■ **EXERCISE GOAL**: Copy out every row below, replacing each "Phrase" with "Label" and changing nothing else. Don't include the pictures in your answer.

■ **RECORDS FOR THIS EXERCISE**:
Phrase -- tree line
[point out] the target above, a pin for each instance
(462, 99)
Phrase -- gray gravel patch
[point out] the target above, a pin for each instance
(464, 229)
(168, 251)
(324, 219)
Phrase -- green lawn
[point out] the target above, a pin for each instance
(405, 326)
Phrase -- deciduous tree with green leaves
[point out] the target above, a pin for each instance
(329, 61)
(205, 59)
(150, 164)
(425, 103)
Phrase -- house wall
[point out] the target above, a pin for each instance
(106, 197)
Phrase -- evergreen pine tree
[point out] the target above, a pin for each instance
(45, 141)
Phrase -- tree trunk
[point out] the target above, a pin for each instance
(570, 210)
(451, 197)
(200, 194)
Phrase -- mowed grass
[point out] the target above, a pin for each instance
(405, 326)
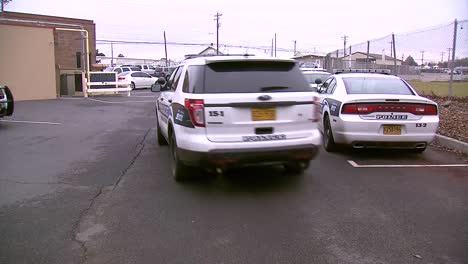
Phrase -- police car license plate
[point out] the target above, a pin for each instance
(263, 113)
(392, 130)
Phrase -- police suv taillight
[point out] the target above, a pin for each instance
(315, 109)
(196, 110)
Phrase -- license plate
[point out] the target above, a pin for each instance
(392, 117)
(263, 113)
(392, 130)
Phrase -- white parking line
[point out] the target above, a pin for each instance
(355, 165)
(30, 122)
(122, 102)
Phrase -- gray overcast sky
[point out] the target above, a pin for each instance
(314, 24)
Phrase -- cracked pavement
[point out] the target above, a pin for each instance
(52, 175)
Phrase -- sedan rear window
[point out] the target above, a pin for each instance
(253, 77)
(375, 85)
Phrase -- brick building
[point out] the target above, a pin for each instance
(52, 59)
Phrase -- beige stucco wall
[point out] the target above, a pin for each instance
(28, 62)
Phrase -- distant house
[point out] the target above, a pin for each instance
(378, 59)
(310, 59)
(207, 51)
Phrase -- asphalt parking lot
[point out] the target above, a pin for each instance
(83, 181)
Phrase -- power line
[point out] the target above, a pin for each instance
(218, 15)
(344, 38)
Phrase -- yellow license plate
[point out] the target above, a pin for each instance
(263, 113)
(392, 130)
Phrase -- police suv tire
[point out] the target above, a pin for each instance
(328, 141)
(161, 140)
(180, 172)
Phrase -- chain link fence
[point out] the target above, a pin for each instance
(435, 54)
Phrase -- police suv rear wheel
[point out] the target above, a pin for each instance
(328, 141)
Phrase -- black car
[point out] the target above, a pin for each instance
(6, 102)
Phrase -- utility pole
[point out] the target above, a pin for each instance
(272, 46)
(165, 47)
(391, 48)
(112, 54)
(218, 15)
(455, 25)
(275, 44)
(448, 57)
(344, 38)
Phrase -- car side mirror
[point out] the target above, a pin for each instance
(156, 87)
(162, 81)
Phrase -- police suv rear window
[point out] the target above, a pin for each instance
(252, 77)
(375, 85)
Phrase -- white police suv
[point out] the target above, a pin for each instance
(220, 112)
(370, 108)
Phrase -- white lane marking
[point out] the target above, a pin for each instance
(143, 96)
(355, 165)
(30, 122)
(122, 102)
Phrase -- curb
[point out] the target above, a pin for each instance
(452, 143)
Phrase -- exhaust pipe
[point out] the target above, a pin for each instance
(420, 145)
(358, 145)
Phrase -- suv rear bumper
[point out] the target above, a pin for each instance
(240, 157)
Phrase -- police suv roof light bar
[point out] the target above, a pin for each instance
(381, 71)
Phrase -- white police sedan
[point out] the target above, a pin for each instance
(372, 109)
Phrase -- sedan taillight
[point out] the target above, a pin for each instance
(365, 109)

■ **SOLUTION**:
Label -- tree line
[point out] the target above, a pin for each instance
(462, 99)
Label -- gray gravel patch
[point out] the target above, a pin for each instance
(464, 229)
(168, 251)
(324, 219)
Label -- green lawn
[point out] the target above, a pin for each instance
(405, 326)
Label -- deciduous tree with green leaves
[point out] the target above, a pin for each instance
(329, 61)
(205, 59)
(150, 164)
(425, 103)
Label -- house wall
[point out] the target above, a pin for each instance
(106, 197)
Label -- evergreen pine tree
[point out] the target above, a pin for each instance
(45, 141)
Label -- tree trunk
[point out] the target above, a pin for each instance
(570, 210)
(451, 197)
(200, 194)
Label -- mowed grass
[point out] the target above, a pin for each instance
(405, 326)
Label -- police car license plate
[point out] the target above, a pin for each instance
(263, 113)
(392, 130)
Label -- police suv taillight
[point out] the target above, a pin for each instance
(315, 109)
(196, 110)
Label -- license plate
[point out] the target above, a pin for each instance
(392, 117)
(263, 113)
(392, 130)
Label -- white parking line
[point out] the target above, a pin for each instance
(355, 165)
(30, 122)
(122, 102)
Label -- gray overcast sky
[point out] the target above, a pin for each instance
(314, 24)
Label -- cracked pavement
[point out] the target above, a pin for each instance
(52, 175)
Label -- sedan rear window
[point out] the target above, a pin for each instance
(253, 77)
(375, 85)
Label -- brick building
[point out] the target above, a pin for each instance
(52, 59)
Label -- beige stucco wall
[point out] the target above, a pin for each instance
(28, 62)
Label -- distant house
[point out] the target above, a pin for each instance
(378, 59)
(310, 59)
(207, 51)
Label -- asphalt parking lot
[point out] the target above, a pin for each instance
(83, 181)
Label -- power line
[point out] the target above, a pin for each instance
(218, 15)
(344, 38)
Label -- yellow license plate
[point out] the target above, a pin for each instance
(263, 113)
(392, 130)
Label -- police suv tire
[point out] the target above, a pin for each instance
(328, 141)
(161, 140)
(180, 172)
Label -- chain link fence
[point out] the target above, a pin for each instance
(435, 54)
Label -- police suv rear wheel
[point out] the target above, a pin for each instance
(328, 141)
Label -- black car
[point out] the target above, a pin for each instance
(6, 102)
Label -- utility pole
[point out] the target above, a pin for each instance
(272, 46)
(165, 47)
(391, 48)
(112, 54)
(218, 15)
(455, 25)
(275, 44)
(448, 57)
(344, 38)
Label -- car side mirror
[point out] the target above, a pin for each instance
(156, 87)
(162, 81)
Label -- police suv rear window
[point out] the target above, a pin for each instance
(252, 77)
(375, 85)
Label -- white police suv
[point out] the target above, a pin for each instance
(220, 112)
(370, 108)
Label -- white lane marking
[point out] the target above, a pin for each instance
(143, 96)
(355, 165)
(30, 122)
(122, 102)
Label -- curb
[point out] the target above, a pin for each instance
(452, 143)
Label -- exhaust pipe
[point out] the target above, a pin for each instance
(420, 145)
(358, 145)
Label -- suv rear bumper
[point out] the target above, a pin for each instance
(240, 157)
Label -- police suv roof light bar
[point out] the target above, a pin for each instance
(381, 71)
Label -- white police sedan
[point out] the target above, a pin for each instance
(372, 109)
Label -- sedan taillight
[point out] the target above, a pin for each instance
(365, 109)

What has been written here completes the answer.